Document section:
# # # #

Variable	Definition	Source
For equation 19
s	share	UNCOMTRADE
lnrelp	natural logarithm of the price ratio SUV over the price index defined by equation 7	UNCOMTRADE
lnvkn	natural logarithm of the capital-labor ratio	WDI and PWT 11
lnvnl	natural logarithm of the labor-land ratio	WDI
lnvkl	natural logarithm of the capital-land ratio	WDI and PWT 11
lnm	natural logarithm of import quantity	UNCOMTRADE
z1	instrumental variable defined by equation 10	CEPII Geo-Dist and WDI
z2	instrumental variable defined by equation 10	CEPII Geo-Dist and WDI
z3	instrumental variable defined by equation 11	CEPII Geo-Dist and WDI
For equation 20
lnmm	natural logarithm of import quantity modified as in equation 15	UNCOMTRADE
lnvny	natural logarithm of the labor-RGDP ratio	WDI
lnvly	natural logarithm of the land-RGDP ratio	WDI
lnvky	natural logarithm of the capital-RGDP ratio	WDI and PWT 11
lnx	natural logarithm of export quantity	UNCOMTRADE
dm18	change in import quantity in 2018	UNCOMTRADE
dm19	change in import quantity in 2019	UNCOMTRADE
ntm	dummy = 1 if NTM is imposed, =0 otherwise	WTO I-TIP

The empirical form equation 8 is:

\begin{matrix} s_{nc}^{t} = a_{n 0} + a_{nc} + a_{n}^{t} + a_{nn} {lnrelp}_{nc}^{t} + c_{n 1} {lnvkn}_{nc}^{t} \\ + c_{n 2} {lnvkl}_{nc}^{t} + c_{n 3} {lnvnl}_{nc}^{t} + u_{nc}^{t}, \\ n = 1, \dots ., 59; c = 1, \dots 15; t = 2002, \dots ., 2019 \end{matrix}

(19)

Here, $s_{nc}^{t}$ is the share of good n in the GDP of country c at time t; ${lnrelp}_{nc}^{t}$ is the natural logarithm of the relative price of good n with respect to other goods as calculated by equation 7 in country c at time t; ${lnvkn}_{nc}^{t}$ is the natural logarithm of the capital-labor ratio in country c at time t, ${lnvkl}_{nc}^{t}$ is the natural logarithm of the capital-land ratio in country c at time t, ${lnvnl}_{nc}^{t}$ is the natural logarithm of the labor-land ratio in country c at time t.

# # # #

Instructions:
[A] Echo the regression variables excerpt word for word, everything from "The empirical form" down to "c at time t.".
[B] According to the regression variables excerpt, which years does t span in equation 19?
[C] Pick up the regression variables excerpt after its final sentence and keep writing it.
The listing isn't needed for this work.

Photo-based referring expression records:
# # # #

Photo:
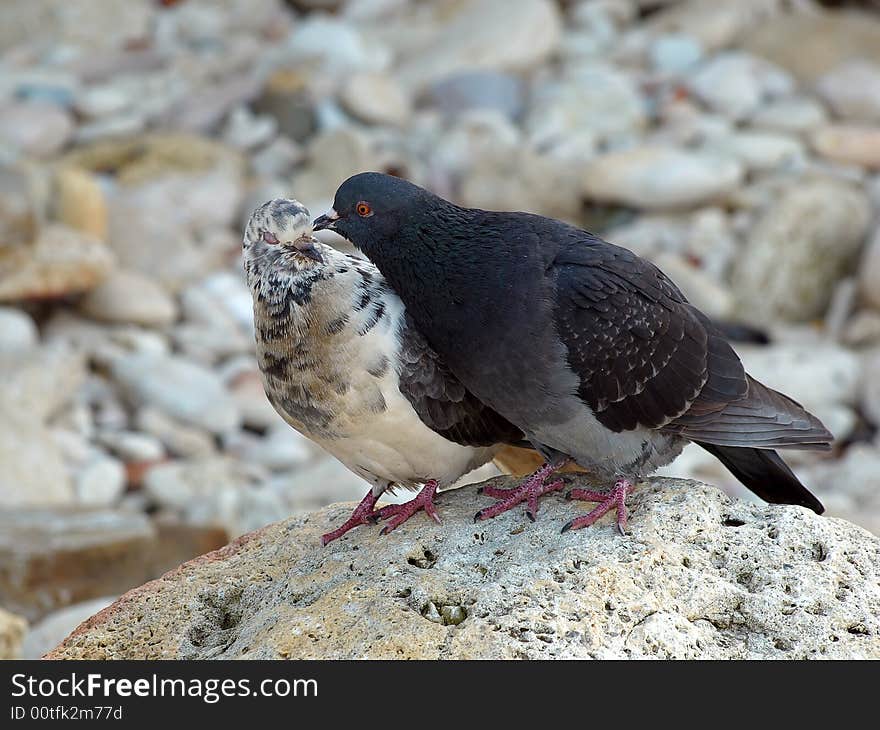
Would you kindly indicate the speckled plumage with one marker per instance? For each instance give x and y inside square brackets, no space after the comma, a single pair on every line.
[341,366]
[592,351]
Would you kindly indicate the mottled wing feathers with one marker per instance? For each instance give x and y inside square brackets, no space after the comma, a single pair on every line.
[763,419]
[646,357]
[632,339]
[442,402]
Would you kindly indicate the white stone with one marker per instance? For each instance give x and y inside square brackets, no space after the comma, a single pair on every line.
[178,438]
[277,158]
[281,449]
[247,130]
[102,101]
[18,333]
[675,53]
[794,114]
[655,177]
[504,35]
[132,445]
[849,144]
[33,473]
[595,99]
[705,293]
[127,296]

# # # #

Answer section:
[A]
The empirical form equation 8 is:

\begin{matrix} s_{nc}^{t} = a_{n 0} + a_{nc} + a_{n}^{t} + a_{nn} {lnrelp}_{nc}^{t} + c_{n 1} {lnvkn}_{nc}^{t} \\ + c_{n 2} {lnvkl}_{nc}^{t} + c_{n 3} {lnvnl}_{nc}^{t} + u_{nc}^{t}, \\ n = 1, \dots ., 59; c = 1, \dots 15; t = 2002, \dots ., 2019 \end{matrix}

(19)

Here, $s_{nc}^{t}$ is the share of good n in the GDP of country c at time t; ${lnrelp}_{nc}^{t}$ is the natural logarithm of the relative price of good n with respect to other goods as calculated by equation 7 in country c at time t; ${lnvkn}_{nc}^{t}$ is the natural logarithm of the capital-labor ratio in country c at time t, ${lnvkl}_{nc}^{t}$ is the natural logarithm of the capital-land ratio in country c at time t, ${lnvnl}_{nc}^{t}$ is the natural logarithm of the labor-land ratio in country c at time t.

[B] 2002 through 2019.

[C]
We estimated the 59 models 3 times using different techniques to capture the best ${\hat{a}}_{nn}$ s to motivate equation 9. First, a simple two-way fixed-effects (FE) model with country and year fixed effects was estimated. Then, to control for potential endogeneity of relative prices, the two-way fixed effects instrumental variable (FEIV) model was estimated using the instruments $z_{1}$ , $z_{2}$ and $z_{3}$ . Lastly, to control for serial correlation and partial adjustment in import shares, an Arellano and Bover (1995) system GMM estimator with the lagged dependent variable as an additional regressor was used. Country-wise clustering and robust standard errors were used in all estimations.

We selected the best estimate for each commodity from the three models based on their diagnostics. We chose the GMM estimates only if the model passed the diagnostic tests such that the AR (1) p-value is less than .10, the AR (2) p-value is larger than .10, and the Hansen J test p-value is between .10 and .90. We chose the FEIV estimates based on instrument relevance and exogeneity diagnostics such that the Kleibergen–Paap LM (KP LM) statistic is greater than 10 and the Anderson–Rubin (AR) test p-value is less than .05. Whenever these conditions were not met, we used the FE estimates. In the end, the FEIV estimates were selected for 37 commodities, the FE estimates for 14, and the system GMM estimates for only 8. The resulting set of ${\hat{a}}_{nn}$ s was used to calculate the import elasticities according to equation 9.

The kernel density plots of the estimated import elasticities by country are given in Figure 1, and a complete list of estimated values is provided in Appendix Table A1. The import demand for this set of goods is relatively inelastic on average, as expected, given that these are essential medical goods. The distributions in Figure 1 are trimmed to exclude extreme values. Overall, the distributions are consistent. The elasticities have the expected sign and magnitude for the most part. However, we observe anomalous values for China, the Russian Federation, and India, which may be due to data quality issues and/or atypical trade regimes.

Figure 1.

Kernel density of import elasticity (trimmed 1%–99%) by countries.

The next step in the empirical strategy is to estimate equation 15, whose empirical form is:

\begin{matrix} lnm m_{nc} = α_{n} + α_{n 1} lnvl y_{c} + α_{n 2} lnvn y_{c} + α_{n 3} lnvk y_{c} \\ + β_{n}^{ntm} nt m_{n, c} + β_{n, 1}^{ntm} lnvl y_{c} nt m_{n, c} \\ + β_{n, 2}^{ntm} lnvn y_{c} nt m_{n, c} + β_{n, 3}^{ntm} lnvk y_{c} nt m_{n, c} + μ_{n, c} \\ n = 1, \dots ., 59; c = 1, \dots 15; \end{matrix}

(20)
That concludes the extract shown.